-- begin Record extracts --

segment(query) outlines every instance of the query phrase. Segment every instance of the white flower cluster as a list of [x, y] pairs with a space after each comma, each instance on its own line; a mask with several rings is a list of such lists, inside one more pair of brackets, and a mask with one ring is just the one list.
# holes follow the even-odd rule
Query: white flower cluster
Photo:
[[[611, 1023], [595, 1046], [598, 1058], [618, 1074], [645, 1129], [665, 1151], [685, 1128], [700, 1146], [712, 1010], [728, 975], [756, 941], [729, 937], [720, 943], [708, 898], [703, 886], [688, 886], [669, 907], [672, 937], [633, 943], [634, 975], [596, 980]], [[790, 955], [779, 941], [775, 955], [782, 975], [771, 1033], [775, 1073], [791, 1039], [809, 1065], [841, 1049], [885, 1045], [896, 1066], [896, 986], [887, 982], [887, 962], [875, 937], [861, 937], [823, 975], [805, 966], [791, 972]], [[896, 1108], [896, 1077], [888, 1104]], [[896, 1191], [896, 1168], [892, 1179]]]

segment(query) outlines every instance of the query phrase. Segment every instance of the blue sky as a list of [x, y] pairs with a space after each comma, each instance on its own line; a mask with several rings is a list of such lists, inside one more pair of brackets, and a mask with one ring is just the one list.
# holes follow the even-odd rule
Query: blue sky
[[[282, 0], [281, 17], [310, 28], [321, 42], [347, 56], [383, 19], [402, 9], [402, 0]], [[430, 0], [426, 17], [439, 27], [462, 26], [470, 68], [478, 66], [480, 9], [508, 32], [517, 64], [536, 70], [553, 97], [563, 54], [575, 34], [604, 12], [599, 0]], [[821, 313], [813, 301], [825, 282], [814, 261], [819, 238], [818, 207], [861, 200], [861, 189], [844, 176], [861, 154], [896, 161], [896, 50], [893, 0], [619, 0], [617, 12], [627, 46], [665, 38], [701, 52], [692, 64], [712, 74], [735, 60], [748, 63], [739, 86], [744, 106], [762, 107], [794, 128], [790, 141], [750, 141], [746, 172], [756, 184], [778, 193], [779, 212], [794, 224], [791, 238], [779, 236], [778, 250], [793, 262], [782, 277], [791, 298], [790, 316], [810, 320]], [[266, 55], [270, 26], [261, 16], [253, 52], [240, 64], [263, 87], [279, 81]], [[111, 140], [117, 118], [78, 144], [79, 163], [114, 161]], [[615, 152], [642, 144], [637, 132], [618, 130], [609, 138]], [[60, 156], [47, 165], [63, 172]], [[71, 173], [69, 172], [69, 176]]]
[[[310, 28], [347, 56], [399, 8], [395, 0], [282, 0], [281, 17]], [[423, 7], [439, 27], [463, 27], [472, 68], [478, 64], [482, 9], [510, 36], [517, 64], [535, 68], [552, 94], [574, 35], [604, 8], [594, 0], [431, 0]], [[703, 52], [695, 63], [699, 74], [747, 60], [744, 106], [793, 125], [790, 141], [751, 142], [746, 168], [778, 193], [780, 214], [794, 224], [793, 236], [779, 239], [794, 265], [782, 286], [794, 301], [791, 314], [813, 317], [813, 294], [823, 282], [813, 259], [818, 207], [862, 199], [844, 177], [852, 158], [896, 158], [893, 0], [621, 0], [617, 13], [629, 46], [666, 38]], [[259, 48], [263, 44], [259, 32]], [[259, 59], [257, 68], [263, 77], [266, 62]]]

-- end Record extracts --

=== Task prompt ===
Recast the listing as a Markdown table with the columns "No." and "Line," giving each line its own numbered row and leaving out blank lines.

=== Written answer ===
| No. | Line |
|---|---|
| 1 | segment(query) outlines every instance of the query phrase. Segment every instance of the white flower cluster as a list of [x, y] pairs with a space after each comma, each instance on its own line; a mask with several rings is a list of such lists, inside one more pair of brackets, and a mask with one ring is just the one list. |
| 2 | # holes follow the even-odd rule |
| 3 | Query: white flower cluster |
| 4 | Photo: |
| 5 | [[[611, 1023], [595, 1046], [598, 1058], [618, 1074], [645, 1129], [665, 1151], [685, 1128], [700, 1146], [712, 1010], [728, 975], [756, 941], [729, 937], [720, 943], [708, 898], [703, 886], [688, 886], [669, 907], [672, 937], [633, 943], [634, 975], [596, 980]], [[790, 955], [779, 941], [775, 955], [782, 975], [771, 1033], [775, 1073], [791, 1039], [809, 1065], [841, 1049], [885, 1045], [896, 1066], [896, 986], [887, 982], [887, 962], [875, 937], [861, 937], [823, 975], [805, 966], [791, 972]], [[896, 1108], [896, 1077], [888, 1104]], [[896, 1191], [896, 1168], [892, 1179]]] |
| 6 | segment(query) outlines every instance of the query phrase. Segment every instance of the blue sky as a list of [x, y] pairs with a space after each comma, each instance on its own line; a mask with several rings is a list of such lists, inside one more pair of brackets, and a mask with one ring is just the one list. |
| 7 | # holes follow the even-odd rule |
| 8 | Query: blue sky |
| 9 | [[[282, 0], [281, 17], [310, 28], [321, 42], [347, 56], [383, 19], [402, 9], [402, 0]], [[430, 0], [426, 17], [439, 27], [462, 26], [470, 68], [478, 66], [480, 9], [508, 32], [517, 64], [536, 70], [553, 97], [563, 54], [575, 34], [604, 12], [599, 0]], [[821, 313], [813, 301], [825, 282], [814, 261], [819, 238], [818, 207], [861, 200], [861, 189], [844, 176], [861, 154], [896, 161], [896, 50], [893, 0], [619, 0], [617, 12], [627, 46], [665, 38], [701, 52], [692, 64], [712, 74], [735, 60], [748, 63], [739, 86], [744, 106], [762, 107], [794, 128], [790, 141], [750, 141], [746, 172], [756, 184], [778, 193], [779, 212], [794, 224], [791, 238], [779, 236], [778, 250], [793, 262], [782, 277], [791, 298], [790, 316], [810, 320]], [[266, 55], [270, 26], [261, 16], [253, 52], [240, 64], [263, 87], [279, 81]], [[111, 140], [117, 118], [78, 144], [79, 163], [114, 161]], [[615, 152], [642, 144], [637, 132], [618, 130], [609, 138]], [[60, 156], [47, 165], [63, 172]], [[71, 173], [69, 172], [69, 176]]] |
| 10 | [[[310, 28], [347, 56], [399, 8], [395, 0], [282, 0], [281, 17]], [[423, 7], [439, 27], [463, 27], [472, 68], [478, 64], [482, 9], [510, 36], [517, 64], [535, 68], [552, 94], [574, 35], [604, 8], [594, 0], [431, 0]], [[703, 52], [695, 63], [699, 74], [747, 60], [744, 106], [793, 125], [790, 141], [751, 142], [746, 168], [778, 193], [780, 214], [794, 224], [793, 236], [779, 239], [794, 265], [782, 286], [794, 301], [791, 314], [813, 317], [813, 294], [823, 282], [813, 259], [818, 207], [862, 199], [844, 177], [852, 158], [896, 158], [893, 0], [621, 0], [617, 13], [629, 46], [666, 38]], [[259, 48], [263, 44], [259, 32]], [[259, 59], [257, 68], [263, 77], [266, 62]]] |